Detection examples
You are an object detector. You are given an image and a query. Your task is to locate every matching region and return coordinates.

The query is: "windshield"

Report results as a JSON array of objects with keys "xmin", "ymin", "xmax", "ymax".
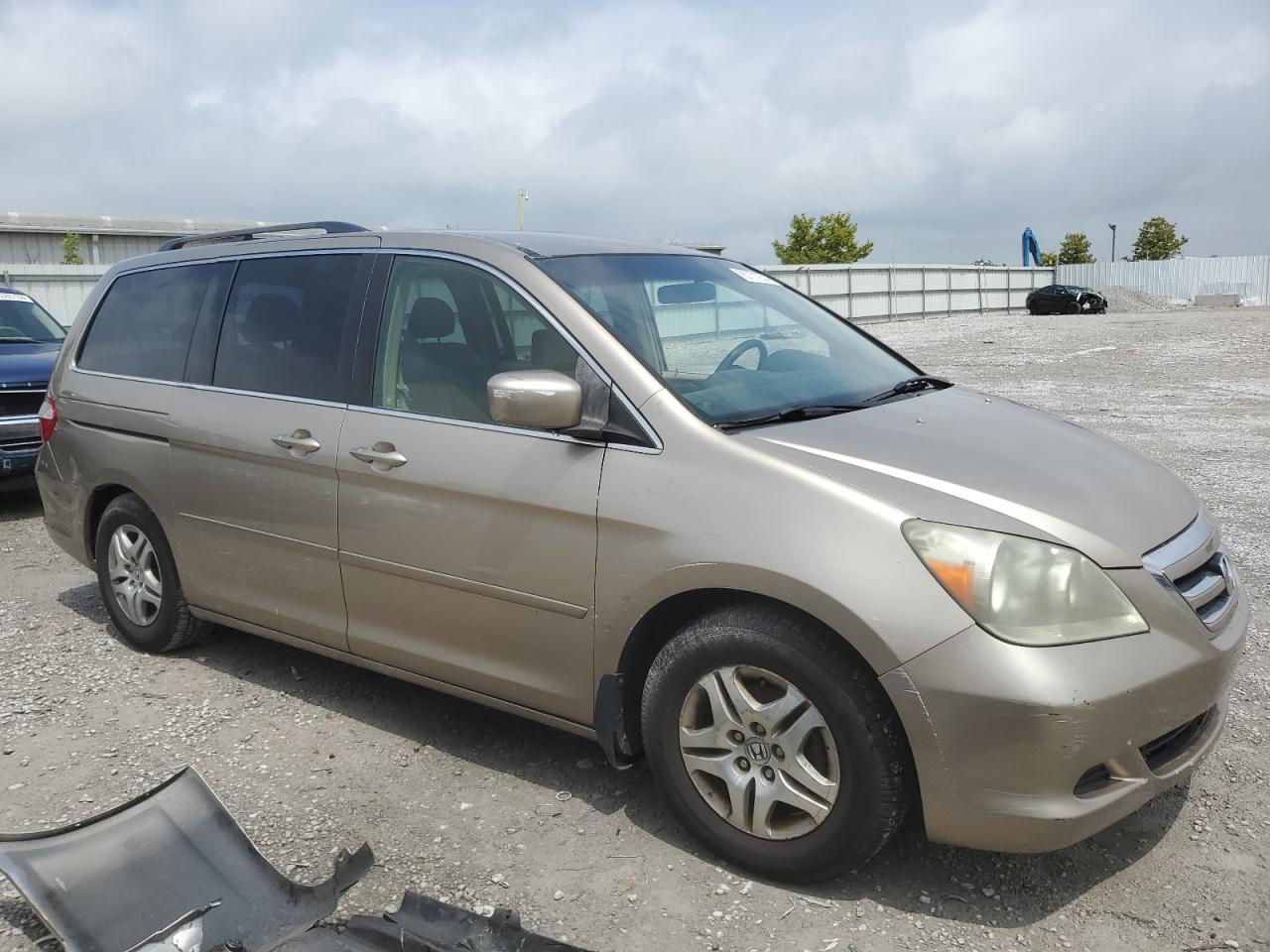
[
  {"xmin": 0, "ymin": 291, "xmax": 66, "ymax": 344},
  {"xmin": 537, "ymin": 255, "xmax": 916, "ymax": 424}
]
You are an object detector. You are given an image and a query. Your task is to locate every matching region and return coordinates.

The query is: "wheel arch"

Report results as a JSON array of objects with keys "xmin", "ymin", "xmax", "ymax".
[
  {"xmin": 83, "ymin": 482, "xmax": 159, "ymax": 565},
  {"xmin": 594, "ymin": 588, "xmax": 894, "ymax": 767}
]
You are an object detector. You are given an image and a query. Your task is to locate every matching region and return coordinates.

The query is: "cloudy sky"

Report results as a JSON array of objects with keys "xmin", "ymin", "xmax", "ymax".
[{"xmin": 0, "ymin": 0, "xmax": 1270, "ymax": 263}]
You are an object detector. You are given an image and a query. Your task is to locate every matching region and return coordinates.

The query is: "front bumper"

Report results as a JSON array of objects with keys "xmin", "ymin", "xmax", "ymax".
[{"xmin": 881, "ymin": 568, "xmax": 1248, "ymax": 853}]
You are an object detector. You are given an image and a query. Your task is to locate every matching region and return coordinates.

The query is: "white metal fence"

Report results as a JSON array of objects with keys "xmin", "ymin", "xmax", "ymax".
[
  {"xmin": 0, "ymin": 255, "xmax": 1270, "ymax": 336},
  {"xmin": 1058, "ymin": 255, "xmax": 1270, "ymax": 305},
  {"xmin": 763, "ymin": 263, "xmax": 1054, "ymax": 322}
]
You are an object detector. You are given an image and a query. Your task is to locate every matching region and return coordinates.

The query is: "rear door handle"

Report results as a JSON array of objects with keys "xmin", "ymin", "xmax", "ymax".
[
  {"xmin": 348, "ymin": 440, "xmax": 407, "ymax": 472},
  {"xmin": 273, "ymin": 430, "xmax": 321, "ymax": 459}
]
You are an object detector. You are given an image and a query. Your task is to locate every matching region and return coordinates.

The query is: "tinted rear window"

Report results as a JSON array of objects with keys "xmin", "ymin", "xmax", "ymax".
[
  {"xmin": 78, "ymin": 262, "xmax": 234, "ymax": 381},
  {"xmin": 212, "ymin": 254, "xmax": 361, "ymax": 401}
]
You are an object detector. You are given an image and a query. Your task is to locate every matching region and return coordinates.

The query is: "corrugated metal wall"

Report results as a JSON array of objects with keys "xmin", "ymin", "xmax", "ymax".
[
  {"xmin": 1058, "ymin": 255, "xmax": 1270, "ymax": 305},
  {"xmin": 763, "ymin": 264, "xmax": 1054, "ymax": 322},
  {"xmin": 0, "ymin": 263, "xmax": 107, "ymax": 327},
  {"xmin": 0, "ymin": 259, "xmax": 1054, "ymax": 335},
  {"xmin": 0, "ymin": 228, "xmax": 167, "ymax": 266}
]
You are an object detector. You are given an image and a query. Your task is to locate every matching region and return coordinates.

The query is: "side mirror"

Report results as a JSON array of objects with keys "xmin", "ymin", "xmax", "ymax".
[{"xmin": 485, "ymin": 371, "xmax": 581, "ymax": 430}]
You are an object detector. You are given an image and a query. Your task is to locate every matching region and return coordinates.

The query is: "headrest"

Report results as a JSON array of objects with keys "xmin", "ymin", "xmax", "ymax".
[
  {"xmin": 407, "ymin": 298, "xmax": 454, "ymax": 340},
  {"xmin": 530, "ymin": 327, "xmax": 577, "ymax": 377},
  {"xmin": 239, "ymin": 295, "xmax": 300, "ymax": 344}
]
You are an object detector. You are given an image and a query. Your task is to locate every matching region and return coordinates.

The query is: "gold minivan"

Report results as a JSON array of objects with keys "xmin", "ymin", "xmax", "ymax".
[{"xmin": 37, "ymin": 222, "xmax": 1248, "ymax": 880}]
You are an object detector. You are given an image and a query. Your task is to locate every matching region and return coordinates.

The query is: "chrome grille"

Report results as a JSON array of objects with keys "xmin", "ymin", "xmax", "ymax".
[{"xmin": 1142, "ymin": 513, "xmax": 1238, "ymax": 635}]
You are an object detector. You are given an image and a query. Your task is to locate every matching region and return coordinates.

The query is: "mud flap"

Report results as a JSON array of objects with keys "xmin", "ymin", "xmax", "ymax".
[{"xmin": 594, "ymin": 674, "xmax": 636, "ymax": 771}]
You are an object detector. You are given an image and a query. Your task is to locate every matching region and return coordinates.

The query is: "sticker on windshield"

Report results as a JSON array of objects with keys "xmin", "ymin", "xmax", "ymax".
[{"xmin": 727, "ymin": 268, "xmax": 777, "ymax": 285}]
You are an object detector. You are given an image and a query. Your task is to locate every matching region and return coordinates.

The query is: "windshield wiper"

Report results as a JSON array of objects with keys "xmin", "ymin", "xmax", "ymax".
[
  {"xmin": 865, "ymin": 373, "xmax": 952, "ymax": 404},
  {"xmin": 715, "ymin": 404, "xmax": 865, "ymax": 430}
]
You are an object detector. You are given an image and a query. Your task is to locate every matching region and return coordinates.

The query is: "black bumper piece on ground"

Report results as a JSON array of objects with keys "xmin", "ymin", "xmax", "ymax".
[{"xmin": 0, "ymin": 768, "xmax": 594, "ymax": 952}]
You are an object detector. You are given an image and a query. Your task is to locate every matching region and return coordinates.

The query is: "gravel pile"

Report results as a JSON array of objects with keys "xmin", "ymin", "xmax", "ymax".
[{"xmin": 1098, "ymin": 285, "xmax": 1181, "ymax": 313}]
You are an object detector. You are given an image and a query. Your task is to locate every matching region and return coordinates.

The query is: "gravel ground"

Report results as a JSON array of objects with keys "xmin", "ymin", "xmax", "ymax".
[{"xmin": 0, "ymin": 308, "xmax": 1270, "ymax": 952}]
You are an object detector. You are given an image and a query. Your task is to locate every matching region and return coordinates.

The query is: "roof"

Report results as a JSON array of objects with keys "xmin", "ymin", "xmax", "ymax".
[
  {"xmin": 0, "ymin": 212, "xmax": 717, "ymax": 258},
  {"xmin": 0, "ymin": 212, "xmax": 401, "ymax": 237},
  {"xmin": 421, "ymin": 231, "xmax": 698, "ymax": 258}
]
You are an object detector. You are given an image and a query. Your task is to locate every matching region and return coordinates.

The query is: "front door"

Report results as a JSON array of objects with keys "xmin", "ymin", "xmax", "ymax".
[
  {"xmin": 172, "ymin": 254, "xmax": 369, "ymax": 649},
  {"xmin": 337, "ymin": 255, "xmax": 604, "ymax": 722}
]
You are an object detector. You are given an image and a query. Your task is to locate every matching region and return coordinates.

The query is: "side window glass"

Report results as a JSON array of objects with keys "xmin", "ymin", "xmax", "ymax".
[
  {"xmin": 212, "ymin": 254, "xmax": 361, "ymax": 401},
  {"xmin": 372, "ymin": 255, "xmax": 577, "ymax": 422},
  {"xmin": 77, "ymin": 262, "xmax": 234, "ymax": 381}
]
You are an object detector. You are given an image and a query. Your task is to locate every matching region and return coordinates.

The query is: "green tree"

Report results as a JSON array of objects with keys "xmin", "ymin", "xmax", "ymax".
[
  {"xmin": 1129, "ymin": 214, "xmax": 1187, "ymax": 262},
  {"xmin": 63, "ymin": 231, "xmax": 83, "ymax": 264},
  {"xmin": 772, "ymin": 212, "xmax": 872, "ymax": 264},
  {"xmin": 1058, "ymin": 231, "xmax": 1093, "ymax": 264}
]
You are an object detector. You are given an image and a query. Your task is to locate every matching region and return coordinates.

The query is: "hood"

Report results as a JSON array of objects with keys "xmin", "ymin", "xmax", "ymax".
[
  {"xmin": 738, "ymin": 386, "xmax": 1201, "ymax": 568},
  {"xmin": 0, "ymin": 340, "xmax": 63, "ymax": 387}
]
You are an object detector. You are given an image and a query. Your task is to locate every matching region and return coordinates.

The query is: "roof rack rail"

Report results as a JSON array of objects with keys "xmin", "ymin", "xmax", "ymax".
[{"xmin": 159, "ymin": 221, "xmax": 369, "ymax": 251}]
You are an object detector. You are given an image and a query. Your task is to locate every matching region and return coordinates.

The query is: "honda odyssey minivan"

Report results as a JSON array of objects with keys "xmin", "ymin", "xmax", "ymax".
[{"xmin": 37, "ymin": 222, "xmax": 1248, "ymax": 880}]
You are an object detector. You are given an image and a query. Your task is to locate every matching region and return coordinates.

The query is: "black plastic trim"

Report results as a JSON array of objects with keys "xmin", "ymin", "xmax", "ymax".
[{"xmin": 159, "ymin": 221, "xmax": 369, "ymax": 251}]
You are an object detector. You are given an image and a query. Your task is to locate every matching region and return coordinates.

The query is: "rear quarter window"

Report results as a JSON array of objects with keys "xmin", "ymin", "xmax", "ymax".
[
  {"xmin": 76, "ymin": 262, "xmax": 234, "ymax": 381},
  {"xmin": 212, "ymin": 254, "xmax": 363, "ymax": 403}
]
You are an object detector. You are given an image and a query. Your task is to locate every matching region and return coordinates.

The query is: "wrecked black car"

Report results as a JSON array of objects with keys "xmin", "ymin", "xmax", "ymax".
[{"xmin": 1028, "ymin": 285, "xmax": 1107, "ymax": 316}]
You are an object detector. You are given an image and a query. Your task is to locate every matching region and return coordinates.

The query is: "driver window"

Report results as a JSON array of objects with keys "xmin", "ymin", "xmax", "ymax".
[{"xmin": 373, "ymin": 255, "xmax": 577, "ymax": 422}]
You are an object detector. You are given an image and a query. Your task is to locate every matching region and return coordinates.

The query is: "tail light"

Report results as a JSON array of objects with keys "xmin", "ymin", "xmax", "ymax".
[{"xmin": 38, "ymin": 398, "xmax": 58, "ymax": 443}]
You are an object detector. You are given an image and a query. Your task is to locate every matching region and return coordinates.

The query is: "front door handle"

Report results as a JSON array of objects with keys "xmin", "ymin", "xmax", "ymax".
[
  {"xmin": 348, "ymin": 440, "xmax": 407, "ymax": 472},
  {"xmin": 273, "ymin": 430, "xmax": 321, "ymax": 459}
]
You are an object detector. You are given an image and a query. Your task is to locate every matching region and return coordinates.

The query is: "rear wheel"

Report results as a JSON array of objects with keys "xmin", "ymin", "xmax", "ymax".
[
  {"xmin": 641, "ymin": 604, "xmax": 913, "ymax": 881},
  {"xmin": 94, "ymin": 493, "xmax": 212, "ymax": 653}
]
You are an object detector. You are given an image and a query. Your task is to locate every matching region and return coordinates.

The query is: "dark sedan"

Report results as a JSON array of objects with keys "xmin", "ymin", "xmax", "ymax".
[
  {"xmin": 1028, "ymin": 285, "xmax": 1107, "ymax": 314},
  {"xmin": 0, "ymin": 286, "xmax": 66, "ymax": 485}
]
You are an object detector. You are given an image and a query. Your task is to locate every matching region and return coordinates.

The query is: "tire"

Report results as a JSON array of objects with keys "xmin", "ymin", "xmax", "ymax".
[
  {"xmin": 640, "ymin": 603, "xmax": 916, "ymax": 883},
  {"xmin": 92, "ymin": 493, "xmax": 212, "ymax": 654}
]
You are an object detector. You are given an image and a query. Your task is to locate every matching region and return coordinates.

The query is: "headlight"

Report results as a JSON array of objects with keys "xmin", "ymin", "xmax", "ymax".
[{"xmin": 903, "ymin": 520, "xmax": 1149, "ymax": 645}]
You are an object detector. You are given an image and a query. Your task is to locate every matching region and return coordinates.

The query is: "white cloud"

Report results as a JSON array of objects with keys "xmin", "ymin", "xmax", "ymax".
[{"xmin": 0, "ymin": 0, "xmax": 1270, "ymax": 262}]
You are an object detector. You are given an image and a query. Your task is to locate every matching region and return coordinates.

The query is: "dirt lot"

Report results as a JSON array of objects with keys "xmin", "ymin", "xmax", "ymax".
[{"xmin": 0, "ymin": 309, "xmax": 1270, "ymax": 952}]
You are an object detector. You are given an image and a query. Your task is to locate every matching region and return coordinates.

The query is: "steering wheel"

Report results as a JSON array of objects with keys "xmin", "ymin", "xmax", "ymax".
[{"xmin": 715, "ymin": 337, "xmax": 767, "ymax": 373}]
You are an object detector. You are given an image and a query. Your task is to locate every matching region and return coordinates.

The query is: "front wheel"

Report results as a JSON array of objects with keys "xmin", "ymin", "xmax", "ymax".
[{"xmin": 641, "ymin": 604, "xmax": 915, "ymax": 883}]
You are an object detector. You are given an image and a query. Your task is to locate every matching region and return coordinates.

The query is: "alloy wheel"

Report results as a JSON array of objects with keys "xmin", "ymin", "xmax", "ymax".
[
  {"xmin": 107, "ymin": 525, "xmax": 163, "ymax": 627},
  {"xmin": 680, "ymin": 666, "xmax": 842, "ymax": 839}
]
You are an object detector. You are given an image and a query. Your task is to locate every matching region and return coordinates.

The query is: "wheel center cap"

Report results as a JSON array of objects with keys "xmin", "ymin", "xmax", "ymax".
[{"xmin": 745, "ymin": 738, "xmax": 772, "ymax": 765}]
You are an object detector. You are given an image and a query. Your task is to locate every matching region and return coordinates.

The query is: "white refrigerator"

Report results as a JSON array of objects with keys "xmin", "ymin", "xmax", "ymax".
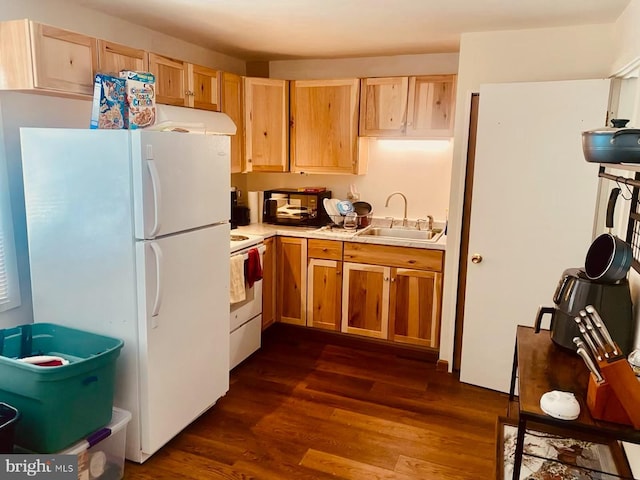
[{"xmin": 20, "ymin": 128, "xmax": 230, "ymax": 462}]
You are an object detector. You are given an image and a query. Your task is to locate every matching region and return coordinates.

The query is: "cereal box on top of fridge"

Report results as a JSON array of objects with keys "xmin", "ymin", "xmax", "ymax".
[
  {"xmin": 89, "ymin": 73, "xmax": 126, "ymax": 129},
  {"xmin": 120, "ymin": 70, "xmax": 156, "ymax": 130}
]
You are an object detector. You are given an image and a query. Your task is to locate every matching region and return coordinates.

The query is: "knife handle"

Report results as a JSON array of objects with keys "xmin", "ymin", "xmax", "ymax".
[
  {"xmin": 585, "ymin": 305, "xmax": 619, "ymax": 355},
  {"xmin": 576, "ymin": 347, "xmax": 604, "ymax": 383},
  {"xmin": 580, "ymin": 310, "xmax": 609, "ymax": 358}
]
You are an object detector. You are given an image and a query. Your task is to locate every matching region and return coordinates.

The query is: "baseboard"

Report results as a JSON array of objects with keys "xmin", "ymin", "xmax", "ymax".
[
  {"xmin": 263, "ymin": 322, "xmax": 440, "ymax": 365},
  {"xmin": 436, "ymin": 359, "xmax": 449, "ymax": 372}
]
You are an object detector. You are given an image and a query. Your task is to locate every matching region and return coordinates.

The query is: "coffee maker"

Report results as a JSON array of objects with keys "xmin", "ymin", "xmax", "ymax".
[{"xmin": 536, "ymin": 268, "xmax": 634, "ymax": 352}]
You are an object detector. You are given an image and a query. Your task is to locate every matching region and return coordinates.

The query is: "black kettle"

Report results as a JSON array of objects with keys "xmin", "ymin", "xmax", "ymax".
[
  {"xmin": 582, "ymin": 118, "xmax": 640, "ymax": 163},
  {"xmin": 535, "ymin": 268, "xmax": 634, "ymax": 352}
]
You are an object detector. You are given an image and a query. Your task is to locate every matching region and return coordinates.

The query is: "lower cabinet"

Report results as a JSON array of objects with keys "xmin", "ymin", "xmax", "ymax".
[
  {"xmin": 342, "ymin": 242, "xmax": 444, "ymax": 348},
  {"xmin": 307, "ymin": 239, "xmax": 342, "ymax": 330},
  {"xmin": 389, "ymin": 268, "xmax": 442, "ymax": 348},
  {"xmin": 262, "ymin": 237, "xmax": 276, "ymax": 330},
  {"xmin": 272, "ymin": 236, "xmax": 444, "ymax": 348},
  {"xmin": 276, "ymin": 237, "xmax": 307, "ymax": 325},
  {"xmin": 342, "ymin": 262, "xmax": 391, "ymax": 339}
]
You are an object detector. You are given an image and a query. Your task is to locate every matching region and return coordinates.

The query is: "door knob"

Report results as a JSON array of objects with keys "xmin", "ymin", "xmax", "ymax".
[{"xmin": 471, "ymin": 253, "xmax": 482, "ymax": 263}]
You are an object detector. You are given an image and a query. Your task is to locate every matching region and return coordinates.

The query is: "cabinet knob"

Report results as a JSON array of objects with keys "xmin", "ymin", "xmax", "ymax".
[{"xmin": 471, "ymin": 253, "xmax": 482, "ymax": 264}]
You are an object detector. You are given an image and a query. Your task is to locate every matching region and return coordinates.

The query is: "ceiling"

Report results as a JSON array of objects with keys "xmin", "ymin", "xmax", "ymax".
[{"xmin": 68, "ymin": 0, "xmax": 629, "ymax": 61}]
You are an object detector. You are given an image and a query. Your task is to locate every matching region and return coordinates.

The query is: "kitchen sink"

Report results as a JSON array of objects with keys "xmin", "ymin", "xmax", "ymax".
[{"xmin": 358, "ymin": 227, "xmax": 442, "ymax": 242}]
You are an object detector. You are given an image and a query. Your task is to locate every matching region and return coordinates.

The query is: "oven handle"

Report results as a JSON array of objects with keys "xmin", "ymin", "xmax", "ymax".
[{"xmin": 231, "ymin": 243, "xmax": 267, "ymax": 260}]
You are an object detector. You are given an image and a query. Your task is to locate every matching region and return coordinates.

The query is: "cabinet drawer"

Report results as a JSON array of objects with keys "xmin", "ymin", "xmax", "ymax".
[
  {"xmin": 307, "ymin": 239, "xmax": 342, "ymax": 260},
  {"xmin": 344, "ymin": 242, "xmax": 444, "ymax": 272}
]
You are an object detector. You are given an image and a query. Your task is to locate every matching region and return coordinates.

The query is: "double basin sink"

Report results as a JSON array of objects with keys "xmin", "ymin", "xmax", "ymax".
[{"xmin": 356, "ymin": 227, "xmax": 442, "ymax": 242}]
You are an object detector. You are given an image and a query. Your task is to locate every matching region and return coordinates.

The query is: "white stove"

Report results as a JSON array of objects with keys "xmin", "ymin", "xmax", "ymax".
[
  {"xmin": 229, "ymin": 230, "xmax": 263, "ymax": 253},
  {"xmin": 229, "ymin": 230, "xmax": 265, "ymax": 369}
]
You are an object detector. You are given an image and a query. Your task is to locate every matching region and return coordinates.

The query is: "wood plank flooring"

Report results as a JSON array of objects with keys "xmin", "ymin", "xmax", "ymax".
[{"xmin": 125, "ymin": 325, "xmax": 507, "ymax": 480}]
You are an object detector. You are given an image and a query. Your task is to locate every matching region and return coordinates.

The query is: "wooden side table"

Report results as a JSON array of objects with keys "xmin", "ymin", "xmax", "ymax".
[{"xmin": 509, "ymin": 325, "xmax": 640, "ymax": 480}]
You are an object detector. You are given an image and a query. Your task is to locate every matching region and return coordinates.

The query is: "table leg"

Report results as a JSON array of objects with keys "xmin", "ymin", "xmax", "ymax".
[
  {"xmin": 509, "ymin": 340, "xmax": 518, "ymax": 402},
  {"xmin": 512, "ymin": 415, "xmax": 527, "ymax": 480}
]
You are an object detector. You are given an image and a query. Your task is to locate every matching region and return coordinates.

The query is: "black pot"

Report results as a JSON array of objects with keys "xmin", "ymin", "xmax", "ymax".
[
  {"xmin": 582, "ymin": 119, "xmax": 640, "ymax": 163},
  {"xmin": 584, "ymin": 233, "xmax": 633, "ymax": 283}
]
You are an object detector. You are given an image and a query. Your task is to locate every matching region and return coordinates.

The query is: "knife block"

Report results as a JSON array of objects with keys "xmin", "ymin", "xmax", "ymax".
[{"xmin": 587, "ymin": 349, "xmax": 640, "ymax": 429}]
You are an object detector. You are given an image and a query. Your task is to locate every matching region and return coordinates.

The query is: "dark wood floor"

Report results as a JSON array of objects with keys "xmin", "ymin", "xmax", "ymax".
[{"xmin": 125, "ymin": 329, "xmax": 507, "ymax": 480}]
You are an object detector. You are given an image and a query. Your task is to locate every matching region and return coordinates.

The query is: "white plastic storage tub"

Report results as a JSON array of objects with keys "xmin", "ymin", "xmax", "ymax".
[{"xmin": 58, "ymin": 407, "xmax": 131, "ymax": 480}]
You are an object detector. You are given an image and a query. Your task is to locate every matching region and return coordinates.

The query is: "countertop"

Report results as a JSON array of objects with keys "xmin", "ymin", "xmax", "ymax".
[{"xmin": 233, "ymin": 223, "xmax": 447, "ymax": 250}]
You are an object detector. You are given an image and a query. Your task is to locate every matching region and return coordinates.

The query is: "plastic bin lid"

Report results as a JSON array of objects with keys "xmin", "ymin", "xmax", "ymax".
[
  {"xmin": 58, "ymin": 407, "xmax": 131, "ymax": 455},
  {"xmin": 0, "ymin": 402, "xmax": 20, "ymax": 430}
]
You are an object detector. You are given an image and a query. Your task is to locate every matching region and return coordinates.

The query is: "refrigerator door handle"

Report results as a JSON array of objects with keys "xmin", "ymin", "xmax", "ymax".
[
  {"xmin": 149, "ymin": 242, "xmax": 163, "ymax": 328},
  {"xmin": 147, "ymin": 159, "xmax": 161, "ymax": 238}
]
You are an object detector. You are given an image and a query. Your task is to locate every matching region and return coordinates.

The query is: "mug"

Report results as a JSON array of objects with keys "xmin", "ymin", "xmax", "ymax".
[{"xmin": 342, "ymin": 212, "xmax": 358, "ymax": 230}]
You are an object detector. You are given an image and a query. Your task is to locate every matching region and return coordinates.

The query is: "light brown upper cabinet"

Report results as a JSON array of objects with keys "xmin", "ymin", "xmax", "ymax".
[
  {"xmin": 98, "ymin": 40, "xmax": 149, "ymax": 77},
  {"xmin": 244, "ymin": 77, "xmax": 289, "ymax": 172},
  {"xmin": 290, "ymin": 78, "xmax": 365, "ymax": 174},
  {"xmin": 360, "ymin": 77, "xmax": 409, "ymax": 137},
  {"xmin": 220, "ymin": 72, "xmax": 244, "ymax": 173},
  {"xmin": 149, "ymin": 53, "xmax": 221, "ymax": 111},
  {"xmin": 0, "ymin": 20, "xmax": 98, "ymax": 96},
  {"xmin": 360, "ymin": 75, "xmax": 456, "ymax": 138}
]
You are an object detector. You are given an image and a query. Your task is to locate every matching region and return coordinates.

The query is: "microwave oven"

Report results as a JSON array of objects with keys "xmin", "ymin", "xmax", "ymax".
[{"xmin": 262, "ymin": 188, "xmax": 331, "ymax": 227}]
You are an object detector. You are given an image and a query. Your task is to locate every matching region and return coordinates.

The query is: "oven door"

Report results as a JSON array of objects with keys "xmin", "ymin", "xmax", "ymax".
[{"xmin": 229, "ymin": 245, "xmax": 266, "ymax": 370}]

> Written exercise
Pick out each line in the rows above that contains the string "knob". Copy every such line.

> Full solution
The query is: "door knob"
The query is: "cabinet knob"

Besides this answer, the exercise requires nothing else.